* **Task statement**:
Please quote exactly the lines below from the line containing "of the blurred" to the line containing "of the brown", both lines included, and nothing else.

* **Study material**:
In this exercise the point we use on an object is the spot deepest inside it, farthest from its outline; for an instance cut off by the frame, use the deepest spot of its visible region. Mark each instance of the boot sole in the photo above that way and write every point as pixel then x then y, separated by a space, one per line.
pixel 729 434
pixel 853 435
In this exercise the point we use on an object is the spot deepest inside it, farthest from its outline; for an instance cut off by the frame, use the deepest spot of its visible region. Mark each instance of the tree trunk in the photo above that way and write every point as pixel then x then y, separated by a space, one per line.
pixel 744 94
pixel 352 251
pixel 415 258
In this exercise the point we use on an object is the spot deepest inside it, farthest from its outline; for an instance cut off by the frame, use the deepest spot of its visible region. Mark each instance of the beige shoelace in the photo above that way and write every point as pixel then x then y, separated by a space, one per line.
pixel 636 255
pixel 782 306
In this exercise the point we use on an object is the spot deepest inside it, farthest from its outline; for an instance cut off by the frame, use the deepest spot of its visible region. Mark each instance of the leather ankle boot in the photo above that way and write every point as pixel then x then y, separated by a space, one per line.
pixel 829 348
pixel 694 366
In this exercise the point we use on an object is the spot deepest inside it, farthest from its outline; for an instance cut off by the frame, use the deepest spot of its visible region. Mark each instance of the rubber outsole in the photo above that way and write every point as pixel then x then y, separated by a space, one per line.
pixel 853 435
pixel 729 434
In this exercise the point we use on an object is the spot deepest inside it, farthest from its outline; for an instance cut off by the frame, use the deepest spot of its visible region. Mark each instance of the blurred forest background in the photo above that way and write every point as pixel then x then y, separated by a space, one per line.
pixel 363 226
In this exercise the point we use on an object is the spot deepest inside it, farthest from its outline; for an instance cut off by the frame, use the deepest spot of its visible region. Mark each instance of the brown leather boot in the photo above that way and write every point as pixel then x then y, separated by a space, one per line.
==
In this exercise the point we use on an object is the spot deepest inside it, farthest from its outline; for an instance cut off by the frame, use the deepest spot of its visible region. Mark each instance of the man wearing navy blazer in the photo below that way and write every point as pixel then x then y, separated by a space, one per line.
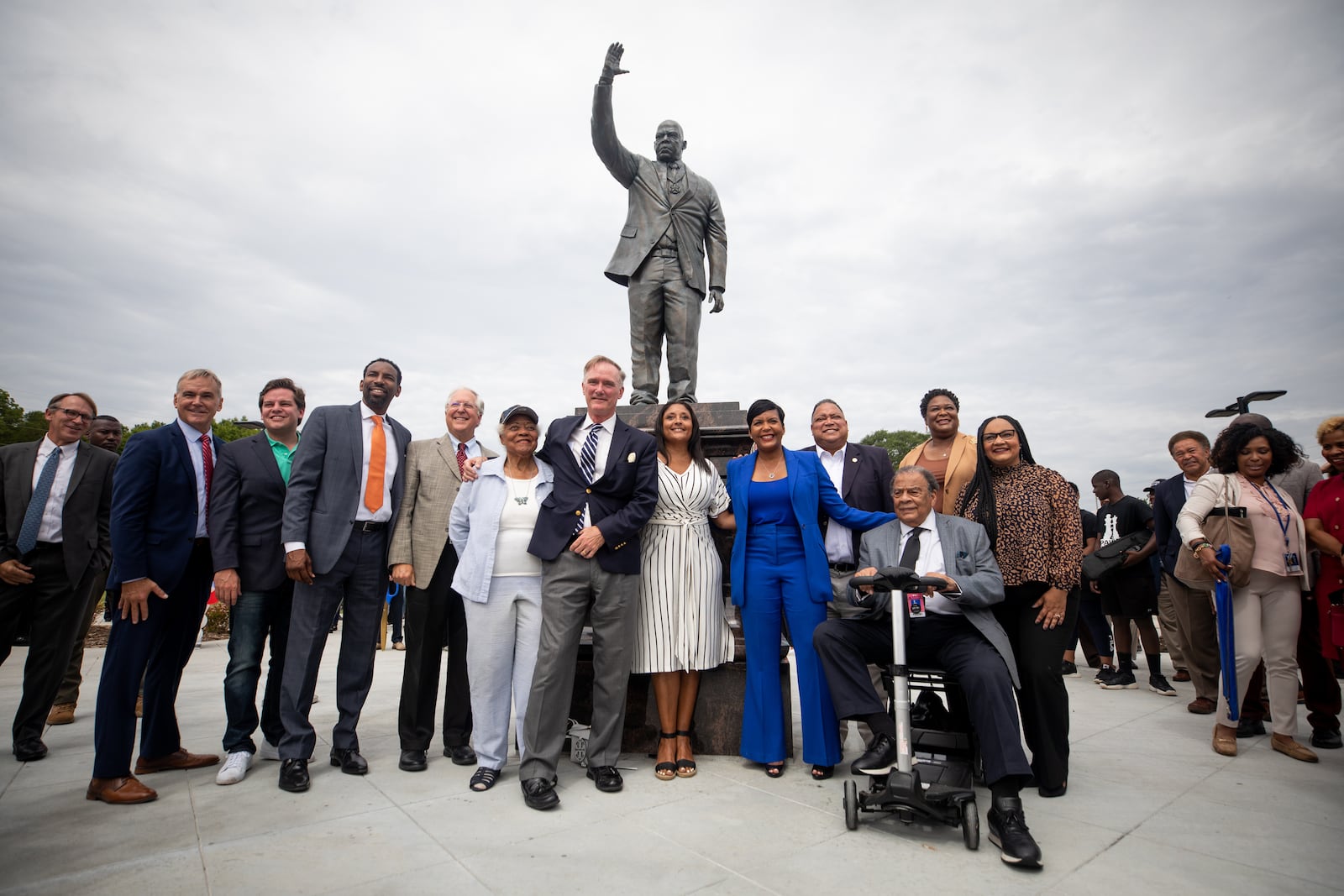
* * *
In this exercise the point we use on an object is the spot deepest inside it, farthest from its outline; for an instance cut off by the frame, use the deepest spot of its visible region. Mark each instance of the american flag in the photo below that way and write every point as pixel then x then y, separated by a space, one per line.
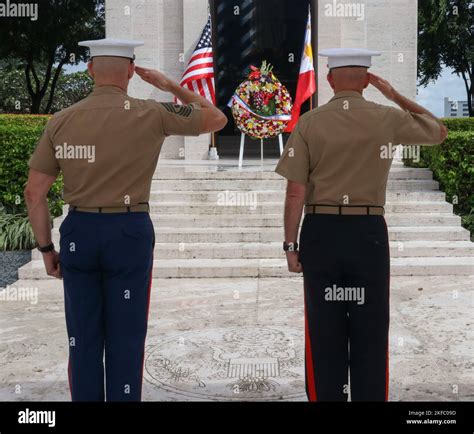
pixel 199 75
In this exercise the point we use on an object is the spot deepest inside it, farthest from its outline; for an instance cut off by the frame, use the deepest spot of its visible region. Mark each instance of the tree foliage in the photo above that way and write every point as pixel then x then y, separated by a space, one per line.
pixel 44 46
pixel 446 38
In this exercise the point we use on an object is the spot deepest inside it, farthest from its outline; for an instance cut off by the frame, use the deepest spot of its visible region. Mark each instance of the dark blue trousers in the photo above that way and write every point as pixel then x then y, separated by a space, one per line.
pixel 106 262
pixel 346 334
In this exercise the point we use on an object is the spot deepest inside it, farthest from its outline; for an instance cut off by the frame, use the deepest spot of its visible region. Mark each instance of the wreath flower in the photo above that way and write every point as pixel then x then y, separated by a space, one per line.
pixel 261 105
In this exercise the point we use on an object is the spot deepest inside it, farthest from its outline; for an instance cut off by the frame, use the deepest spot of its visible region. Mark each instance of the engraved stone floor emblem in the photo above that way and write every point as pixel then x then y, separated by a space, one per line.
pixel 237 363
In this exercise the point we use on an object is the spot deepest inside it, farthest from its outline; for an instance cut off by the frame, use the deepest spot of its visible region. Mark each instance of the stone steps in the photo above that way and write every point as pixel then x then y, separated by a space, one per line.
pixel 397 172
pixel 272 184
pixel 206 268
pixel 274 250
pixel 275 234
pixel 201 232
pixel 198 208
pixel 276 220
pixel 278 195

* **Exercise output**:
In this exercise the point we use on an object is the spot deepest inside it, farthest from its outline; for an instance cut off by the frame, use the deepest spot of its visible region. Mark each instance of the blurred forest background in the photo above that way and write every point as pixel then x then y, separated by a space, one per line.
pixel 363 226
In this exercise the point we use on an object is the spot deepest inside it, farthest from its outline; for an instance cut off by the frame, use the deepest spot of its visible region. Mark each instance of the brown leather boot in the photo above that way and write every point as pixel then x then y, separated by a space, one per line.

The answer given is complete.